[GOAL] List every person named in the review of Julian Barnes' new book below.

Simon Baker on Julian Barnes' new book
Some non-fiction books seem inevitable before they are even written. Dawkins on atheism, Hitchens on contrarianism, Ackroyd on London: with such works, the author is allied so closely to the subject that it is a question of when, not if, their full-length treatment of it will appear. Julian Barnes on death must fall into that category. Barnes’s preoccupation with old age and extinction is noticeable all the way back in his first novel, Metroland (1980), which he published at 34; even in his physical prime he was looking ahead towards the decay of the body and the end.
Nothing to Be Frightened Of, therefore, is the result of a lifetime’s thanatophobia. Barnes’s fear of death is not unique, of course; it is also not, as that ‘phobia’ label suggests, irrational — it can hardly be that, given the 100 per cent probability that our fear will be realised: being scared of death isn’t in the same quirky category as being scared of beards or good news. However, he does seem to have an acute case; how many other people, for instance, can admit to having woken up in late middle-age and, in a moment of concentrated frustration at mortality, begun thumping a pillow while groaning ‘oh no Oh No OH NO’? This is what the prospect of death does to Barnes, and this book is the product of his thoughts on the matter, once the pillow-thumping has abated.

[GIVEN RECORDS]
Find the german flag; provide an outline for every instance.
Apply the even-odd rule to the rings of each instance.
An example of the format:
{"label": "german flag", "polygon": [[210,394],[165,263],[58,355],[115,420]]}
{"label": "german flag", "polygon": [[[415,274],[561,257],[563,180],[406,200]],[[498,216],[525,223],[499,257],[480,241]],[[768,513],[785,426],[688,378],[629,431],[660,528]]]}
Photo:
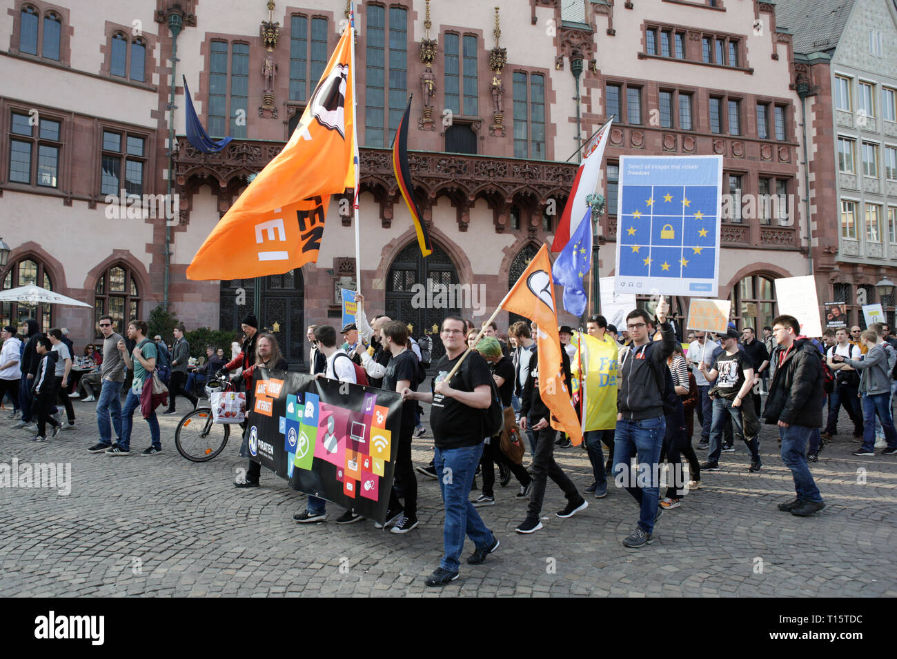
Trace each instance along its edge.
{"label": "german flag", "polygon": [[398,189],[402,192],[402,198],[405,199],[411,212],[411,219],[414,221],[414,230],[417,231],[417,244],[421,247],[421,254],[429,256],[433,252],[433,246],[430,242],[427,228],[421,220],[421,209],[414,201],[411,187],[411,170],[408,168],[408,117],[411,115],[411,99],[412,97],[408,97],[405,115],[398,125],[398,130],[396,131],[396,136],[393,137],[393,174],[396,176],[396,182],[398,183]]}

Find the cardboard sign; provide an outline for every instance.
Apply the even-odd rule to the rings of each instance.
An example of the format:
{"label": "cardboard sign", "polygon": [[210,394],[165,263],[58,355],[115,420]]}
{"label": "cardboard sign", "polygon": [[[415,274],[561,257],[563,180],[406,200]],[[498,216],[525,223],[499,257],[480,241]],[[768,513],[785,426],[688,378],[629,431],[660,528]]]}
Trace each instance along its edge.
{"label": "cardboard sign", "polygon": [[785,277],[777,279],[775,283],[779,313],[796,317],[800,323],[800,334],[805,336],[822,336],[815,278],[812,274]]}
{"label": "cardboard sign", "polygon": [[688,305],[688,324],[685,329],[725,334],[728,327],[731,307],[732,301],[728,299],[692,299]]}
{"label": "cardboard sign", "polygon": [[866,318],[867,327],[873,323],[884,323],[886,320],[881,304],[864,304],[863,317]]}

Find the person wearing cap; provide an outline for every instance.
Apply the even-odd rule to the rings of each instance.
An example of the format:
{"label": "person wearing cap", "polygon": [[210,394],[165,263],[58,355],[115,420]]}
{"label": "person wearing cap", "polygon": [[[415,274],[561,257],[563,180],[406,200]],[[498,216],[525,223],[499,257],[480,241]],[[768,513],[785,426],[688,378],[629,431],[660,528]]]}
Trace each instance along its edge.
{"label": "person wearing cap", "polygon": [[22,342],[15,336],[15,327],[7,325],[0,332],[0,403],[8,394],[13,401],[13,412],[7,419],[15,419],[19,415],[19,380],[22,371],[19,363],[22,360]]}
{"label": "person wearing cap", "polygon": [[698,369],[713,383],[709,395],[713,399],[713,417],[710,423],[710,452],[701,471],[718,472],[722,453],[723,426],[731,418],[733,429],[742,437],[751,453],[750,472],[759,472],[760,422],[752,399],[753,366],[751,358],[738,346],[738,330],[729,327],[720,335],[722,351],[713,360],[712,368],[701,361]]}
{"label": "person wearing cap", "polygon": [[[253,314],[248,314],[239,328],[243,331],[243,343],[240,346],[239,354],[224,365],[219,373],[228,373],[234,369],[242,369],[240,375],[243,376],[243,382],[246,384],[246,410],[248,412],[252,410],[255,392],[252,389],[252,371],[256,364],[256,342],[258,340],[258,321]],[[249,424],[245,424],[243,429],[243,446],[239,448],[240,457],[248,457],[249,455]],[[249,466],[246,470],[246,478],[240,481],[234,481],[238,488],[257,488],[258,478],[262,473],[262,465],[257,462],[249,460]]]}

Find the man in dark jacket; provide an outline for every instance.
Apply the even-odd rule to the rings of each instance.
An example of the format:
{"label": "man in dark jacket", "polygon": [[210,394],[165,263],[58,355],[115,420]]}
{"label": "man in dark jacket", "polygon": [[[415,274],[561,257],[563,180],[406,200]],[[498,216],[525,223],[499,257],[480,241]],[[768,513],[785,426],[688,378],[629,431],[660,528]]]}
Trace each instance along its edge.
{"label": "man in dark jacket", "polygon": [[[617,423],[614,431],[614,473],[619,487],[625,487],[639,503],[639,525],[623,543],[626,547],[650,544],[654,523],[662,511],[658,508],[660,489],[659,460],[666,431],[664,417],[664,369],[675,347],[673,325],[666,322],[669,305],[661,298],[658,304],[658,325],[662,342],[651,341],[651,320],[646,311],[636,309],[626,316],[631,345],[621,353],[620,390],[617,392]],[[649,474],[631,482],[630,461],[638,455],[640,465]],[[644,469],[640,467],[640,469]],[[640,487],[647,481],[645,487]]]}
{"label": "man in dark jacket", "polygon": [[[562,348],[561,349],[561,368],[563,370],[565,382],[570,382],[570,357],[567,356]],[[527,518],[515,529],[518,533],[531,533],[542,528],[539,514],[542,512],[542,502],[545,496],[545,485],[549,477],[558,484],[567,498],[567,506],[557,512],[557,516],[570,517],[588,507],[588,502],[577,490],[576,485],[554,462],[553,452],[557,430],[552,428],[551,411],[539,395],[537,365],[538,353],[534,344],[530,368],[520,395],[520,428],[523,430],[531,429],[533,431],[536,445],[531,465],[533,489],[529,496],[529,506],[527,507]]]}
{"label": "man in dark jacket", "polygon": [[779,509],[806,517],[825,507],[804,455],[813,431],[823,425],[823,362],[816,347],[798,335],[800,324],[793,316],[777,316],[772,334],[778,342],[772,356],[776,369],[763,417],[779,424],[782,462],[791,470],[797,495]]}

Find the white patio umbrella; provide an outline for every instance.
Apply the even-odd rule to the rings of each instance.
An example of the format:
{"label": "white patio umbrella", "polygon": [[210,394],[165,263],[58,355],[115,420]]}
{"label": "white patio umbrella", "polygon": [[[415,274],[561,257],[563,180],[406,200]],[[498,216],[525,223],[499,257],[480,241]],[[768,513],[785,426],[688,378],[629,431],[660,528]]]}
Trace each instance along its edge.
{"label": "white patio umbrella", "polygon": [[24,304],[63,304],[68,307],[90,307],[73,298],[55,293],[39,286],[20,286],[16,289],[0,291],[0,302],[22,302]]}

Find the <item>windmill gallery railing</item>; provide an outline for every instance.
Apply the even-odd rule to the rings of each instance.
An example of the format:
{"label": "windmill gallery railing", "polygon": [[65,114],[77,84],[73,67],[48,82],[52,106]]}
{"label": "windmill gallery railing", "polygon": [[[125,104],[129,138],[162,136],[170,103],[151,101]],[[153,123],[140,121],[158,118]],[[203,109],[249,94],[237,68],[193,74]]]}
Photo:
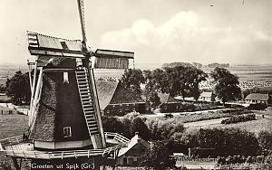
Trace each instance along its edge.
{"label": "windmill gallery railing", "polygon": [[70,150],[70,151],[38,151],[34,150],[32,141],[24,140],[23,136],[16,136],[0,140],[0,151],[6,156],[22,158],[38,158],[38,159],[63,159],[77,157],[91,157],[95,156],[111,155],[117,156],[116,151],[130,141],[125,137],[118,133],[105,132],[106,139],[115,139],[120,145],[102,149],[85,149],[85,150]]}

[EXPECTED OUTPUT] Simon Baker, Julian Barnes, Dawkins, Hitchens, Ackroyd